| Document excerpt |
..........
Brightloom’s Adam Brotman On Building A Better (Digital) QSR

How To Build A Better Digital Flywheel For QSRs

Restaurant operators are waking up to the fact that they need to bring more digital and mobile oomph to their operations, lest they lose customers or fail to gain new ones in one of the most fiercely competitive fields of retail out there.

But desiring innovation is one thing; making it work in such a way that a restaurant retains ownership of the customer experience is a much different proposition.

If anyone should know that, it’s Brightloom CEO Adam Brotman.

After all, he was chief digital officer at Starbucks and is credited with turning that chain into a digital and mobile powerhouse — one whose lessons are quickly being absorbed and copied in the wider QSR and fast casual restaurant world.

Karen Webster recently caught up with Brotman, and over the course of a lively discussion, the two of them talked about his company’s new software licensing deal with Starbucks and what it means for the restaurant industry at large.

Brotman offered a digital commerce veteran’s inside view about what it will take, going into the 2020s, for QSR and fast casual operations racing to bring more mobile and digital power to their offerings to create better experiences and more efficiencies for their customers. The discussion stands almost as a full-circle exercise: After Starbucks, Brotman decamped to J. Crew to help that longstanding retail chain improve its own digital/loyalty game. Now, in a way, this giant of the industry is back where he started.

Overall Push

Brotman’s current work — to simplify a big part of it — is helping restaurants become tighter with their customers via the smarter deployment of digital platform technology.

“When you have a very strong, direct relationship with the customer, you really control your own destiny,” Brotman said.

Another part of what’s really interesting about his current efforts is what he’s focused on, at least when compared to his work at J. Crew: While retail is mainly about the transaction, restaurants are all about the experience, and that holds true as more and more digital innovation hits the QSR and fast casual areas of the industry.
..........
Image point grounding material:
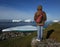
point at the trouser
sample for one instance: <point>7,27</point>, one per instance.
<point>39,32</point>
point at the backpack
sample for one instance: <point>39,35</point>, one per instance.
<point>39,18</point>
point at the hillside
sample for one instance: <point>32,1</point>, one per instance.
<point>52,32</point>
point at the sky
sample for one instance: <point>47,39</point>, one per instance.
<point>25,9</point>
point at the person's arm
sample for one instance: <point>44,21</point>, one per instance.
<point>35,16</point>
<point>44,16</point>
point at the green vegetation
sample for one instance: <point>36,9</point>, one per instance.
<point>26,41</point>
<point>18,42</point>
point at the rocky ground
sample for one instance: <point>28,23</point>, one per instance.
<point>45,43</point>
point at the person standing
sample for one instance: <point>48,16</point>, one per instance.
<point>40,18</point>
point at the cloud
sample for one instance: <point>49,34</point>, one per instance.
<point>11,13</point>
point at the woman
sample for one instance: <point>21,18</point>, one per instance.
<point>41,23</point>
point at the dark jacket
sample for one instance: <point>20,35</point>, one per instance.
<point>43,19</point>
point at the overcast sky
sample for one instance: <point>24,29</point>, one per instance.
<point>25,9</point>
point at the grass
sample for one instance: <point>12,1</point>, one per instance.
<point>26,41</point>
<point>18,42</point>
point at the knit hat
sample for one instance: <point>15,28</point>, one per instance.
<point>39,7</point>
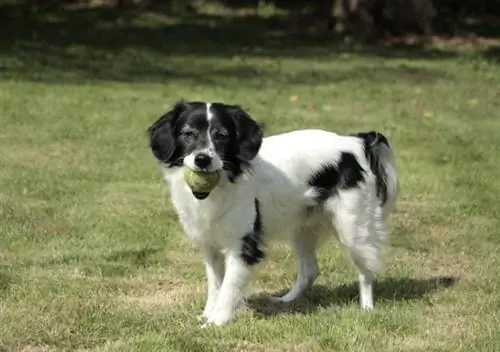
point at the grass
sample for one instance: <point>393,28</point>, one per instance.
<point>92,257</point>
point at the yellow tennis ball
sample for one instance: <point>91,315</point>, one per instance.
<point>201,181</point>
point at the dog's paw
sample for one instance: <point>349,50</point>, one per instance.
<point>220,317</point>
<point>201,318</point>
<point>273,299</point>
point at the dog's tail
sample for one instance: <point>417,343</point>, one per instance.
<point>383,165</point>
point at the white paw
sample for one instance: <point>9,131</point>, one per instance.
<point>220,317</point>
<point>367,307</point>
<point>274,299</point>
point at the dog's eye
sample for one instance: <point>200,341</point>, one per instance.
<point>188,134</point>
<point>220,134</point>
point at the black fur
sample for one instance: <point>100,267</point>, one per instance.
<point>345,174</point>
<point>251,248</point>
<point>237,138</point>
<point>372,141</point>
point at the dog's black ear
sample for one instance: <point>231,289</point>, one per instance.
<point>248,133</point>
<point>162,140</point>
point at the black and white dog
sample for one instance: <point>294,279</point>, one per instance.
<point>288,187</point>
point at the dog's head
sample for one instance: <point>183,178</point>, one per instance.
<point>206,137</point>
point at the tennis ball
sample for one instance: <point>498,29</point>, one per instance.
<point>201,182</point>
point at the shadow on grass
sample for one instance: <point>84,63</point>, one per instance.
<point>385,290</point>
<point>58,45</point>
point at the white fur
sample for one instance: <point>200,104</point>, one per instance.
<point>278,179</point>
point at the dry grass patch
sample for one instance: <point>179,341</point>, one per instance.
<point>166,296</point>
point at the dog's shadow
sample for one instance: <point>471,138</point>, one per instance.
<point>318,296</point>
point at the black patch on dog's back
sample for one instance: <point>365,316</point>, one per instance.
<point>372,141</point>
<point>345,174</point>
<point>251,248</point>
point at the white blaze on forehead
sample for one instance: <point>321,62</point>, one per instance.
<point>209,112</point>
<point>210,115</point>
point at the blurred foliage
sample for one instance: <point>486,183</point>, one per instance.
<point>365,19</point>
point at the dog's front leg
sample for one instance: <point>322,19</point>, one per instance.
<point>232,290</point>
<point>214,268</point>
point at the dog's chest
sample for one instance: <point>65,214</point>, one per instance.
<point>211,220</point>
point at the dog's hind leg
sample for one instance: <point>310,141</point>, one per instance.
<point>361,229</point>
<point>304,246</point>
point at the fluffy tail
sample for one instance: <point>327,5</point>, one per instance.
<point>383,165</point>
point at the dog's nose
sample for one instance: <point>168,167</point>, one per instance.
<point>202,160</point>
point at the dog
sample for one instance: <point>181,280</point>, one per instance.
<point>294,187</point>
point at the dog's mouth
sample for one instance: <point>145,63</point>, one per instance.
..........
| Exercise brief |
Repeat the article about Adam Brotman and building a better digital QSR in full, word for word.

| Response for this exercise |
Brightloom’s Adam Brotman On Building A Better (Digital) QSR

How To Build A Better Digital Flywheel For QSRs

Restaurant operators are waking up to the fact that they need to bring more digital and mobile oomph to their operations, lest they lose customers or fail to gain new ones in one of the most fiercely competitive fields of retail out there.

But desiring innovation is one thing; making it work in such a way that a restaurant retains ownership of the customer experience is a much different proposition.

If anyone should know that, it’s Brightloom CEO Adam Brotman.

After all, he was chief digital officer at Starbucks and is credited with turning that chain into a digital and mobile powerhouse — one whose lessons are quickly being absorbed and copied in the wider QSR and fast casual restaurant world.

Karen Webster recently caught up with Brotman, and over the course of a lively discussion, the two of them talked about his company’s new software licensing deal with Starbucks and what it means for the restaurant industry at large.

Brotman offered a digital commerce veteran’s inside view about what it will take, going into the 2020s, for QSR and fast casual operations racing to bring more mobile and digital power to their offerings to create better experiences and more efficiencies for their customers. The discussion stands almost as a full-circle exercise: After Starbucks, Brotman decamped to J. Crew to help that longstanding retail chain improve its own digital/loyalty game. Now, in a way, this giant of the industry is back where he started.

Overall Push

Brotman’s current work — to simplify a big part of it — is helping restaurants become tighter with their customers via the smarter deployment of digital platform technology.

“When you have a very strong, direct relationship with the customer, you really control your own destiny,” Brotman said.

Another part of what’s really interesting about his current efforts is what he’s focused on, at least when compared to his work at J. Crew: While retail is mainly about the transaction, restaurants are all about the experience, and that holds true as more and more digital innovation hits the QSR and fast casual areas of the industry.